--- Working data Enclosed Below ---

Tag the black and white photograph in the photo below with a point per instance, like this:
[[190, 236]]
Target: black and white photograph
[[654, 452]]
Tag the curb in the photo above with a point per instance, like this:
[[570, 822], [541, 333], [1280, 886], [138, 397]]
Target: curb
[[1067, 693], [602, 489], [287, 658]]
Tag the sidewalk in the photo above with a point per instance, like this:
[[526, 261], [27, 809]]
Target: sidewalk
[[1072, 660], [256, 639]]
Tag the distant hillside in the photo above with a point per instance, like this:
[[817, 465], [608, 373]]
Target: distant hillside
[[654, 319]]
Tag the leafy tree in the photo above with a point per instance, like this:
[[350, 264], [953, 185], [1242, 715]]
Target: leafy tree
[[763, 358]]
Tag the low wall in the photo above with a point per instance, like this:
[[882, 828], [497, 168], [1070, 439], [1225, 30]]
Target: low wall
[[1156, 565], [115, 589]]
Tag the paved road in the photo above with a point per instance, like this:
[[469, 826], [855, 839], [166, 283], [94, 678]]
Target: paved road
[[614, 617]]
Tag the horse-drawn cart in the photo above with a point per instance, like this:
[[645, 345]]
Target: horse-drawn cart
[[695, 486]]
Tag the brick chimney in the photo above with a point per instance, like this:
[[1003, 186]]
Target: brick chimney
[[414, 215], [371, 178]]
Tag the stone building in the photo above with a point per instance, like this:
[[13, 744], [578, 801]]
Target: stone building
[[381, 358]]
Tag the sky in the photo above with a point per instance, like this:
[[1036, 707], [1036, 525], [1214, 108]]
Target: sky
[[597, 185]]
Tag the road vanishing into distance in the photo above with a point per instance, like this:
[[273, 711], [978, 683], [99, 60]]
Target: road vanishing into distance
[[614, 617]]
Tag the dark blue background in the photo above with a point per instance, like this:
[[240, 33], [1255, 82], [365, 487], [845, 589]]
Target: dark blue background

--- End of Enclosed Working data ---

What you should do
Show the lines of the records that contain the word "dark".

Finished exercise
Tag the dark blue background in the photo above with a point per instance, like this:
Target: dark blue background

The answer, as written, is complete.